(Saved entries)
::::::::

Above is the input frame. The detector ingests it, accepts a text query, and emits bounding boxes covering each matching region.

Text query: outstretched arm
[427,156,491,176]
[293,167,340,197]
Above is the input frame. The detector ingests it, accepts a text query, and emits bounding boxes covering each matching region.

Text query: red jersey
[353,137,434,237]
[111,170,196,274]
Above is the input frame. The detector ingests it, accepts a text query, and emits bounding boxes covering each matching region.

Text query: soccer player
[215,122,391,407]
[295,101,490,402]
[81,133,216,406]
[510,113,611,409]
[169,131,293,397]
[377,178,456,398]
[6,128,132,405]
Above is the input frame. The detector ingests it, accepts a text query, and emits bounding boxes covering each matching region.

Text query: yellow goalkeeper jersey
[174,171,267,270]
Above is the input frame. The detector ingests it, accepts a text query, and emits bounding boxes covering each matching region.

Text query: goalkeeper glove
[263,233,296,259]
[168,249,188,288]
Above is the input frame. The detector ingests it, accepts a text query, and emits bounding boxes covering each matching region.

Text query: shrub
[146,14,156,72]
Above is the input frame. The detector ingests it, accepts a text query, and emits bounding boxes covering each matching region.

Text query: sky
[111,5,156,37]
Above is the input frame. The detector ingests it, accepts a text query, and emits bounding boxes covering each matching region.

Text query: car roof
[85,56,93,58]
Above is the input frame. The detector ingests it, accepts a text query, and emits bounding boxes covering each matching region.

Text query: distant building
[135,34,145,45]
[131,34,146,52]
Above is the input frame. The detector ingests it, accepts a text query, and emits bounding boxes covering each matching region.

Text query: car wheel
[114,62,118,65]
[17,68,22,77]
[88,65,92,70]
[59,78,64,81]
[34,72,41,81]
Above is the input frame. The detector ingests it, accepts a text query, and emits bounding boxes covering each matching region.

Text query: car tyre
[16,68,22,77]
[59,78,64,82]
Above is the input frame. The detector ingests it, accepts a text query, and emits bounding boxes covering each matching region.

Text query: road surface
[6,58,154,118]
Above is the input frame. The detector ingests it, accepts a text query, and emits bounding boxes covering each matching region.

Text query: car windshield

::::::::

» **Problem description**
Give back every line of the data exactly as it was written.

» **Solution**
Above is the input frame. The detector ingests it, accepts a text query, and emits bounding boxes covering each matching region.

Text query: outstretched arm
[427,156,491,176]
[293,167,340,197]
Above is the input frame. The detector ingests it, accepts a text query, and emits bounding boxes covering each matching region.

Text query: red jersey
[353,137,434,237]
[111,170,196,274]
Above is the input frame. The detector ingests it, accepts a text query, and emits bounding boxes covering each matching region.

Text query: soccer player
[215,122,391,407]
[295,101,490,402]
[81,133,216,406]
[510,113,611,409]
[169,131,293,397]
[377,178,456,398]
[6,128,132,405]
Above is the input frame. The detector ingests it, accepts a text query, and emits bounding boxes covering each matching region.

Text query: yellow goalkeeper jersey
[174,171,267,270]
Above is the input frame. The detector ingests it, accepts a text query, and emits bounding boxes covering each matching region.

Text query: goalkeeper glove
[263,233,296,259]
[168,249,188,288]
Above is the input frame. The detector ingests it, accepts a text query, and emits bounding boxes covering each matching region.

Text query: shrub
[146,14,156,72]
Above is the input frame. The detector ingests it, accepts a text query, and emits bounding boxes covering each matching region.

Text query: sky
[111,5,156,37]
Above is the input frame. The detector ingests it, accepts a text query, and emits bounding boxes covering each matching region.

Text query: car roof
[85,56,93,58]
Above is the input frame. The detector ingests it, accepts a text query, and emits bounding boxes covering each matching region.

Text query: distant building
[135,34,145,45]
[131,34,146,52]
Above is the input frame. The detector ingests it, accepts a text query, and emits bounding boxes covering each matching region.

Text query: car wheel
[114,62,118,65]
[17,68,22,77]
[88,65,92,70]
[59,78,64,81]
[34,72,41,81]
Above is the input frame. The detector ingests it, accepts a text query, and emits bounding boxes covering each matching region.

Text query: car tyre
[16,68,22,77]
[59,78,64,82]
Above is the input frame. The detector ingests it, accepts a text query, and emits bounding boxes covering each matching region.

Text query: road surface
[6,58,154,118]
Above is the input frame. The detector ingests it, accepts a text query, and emits bounding boxes covering each matching region.

Text query: car windshield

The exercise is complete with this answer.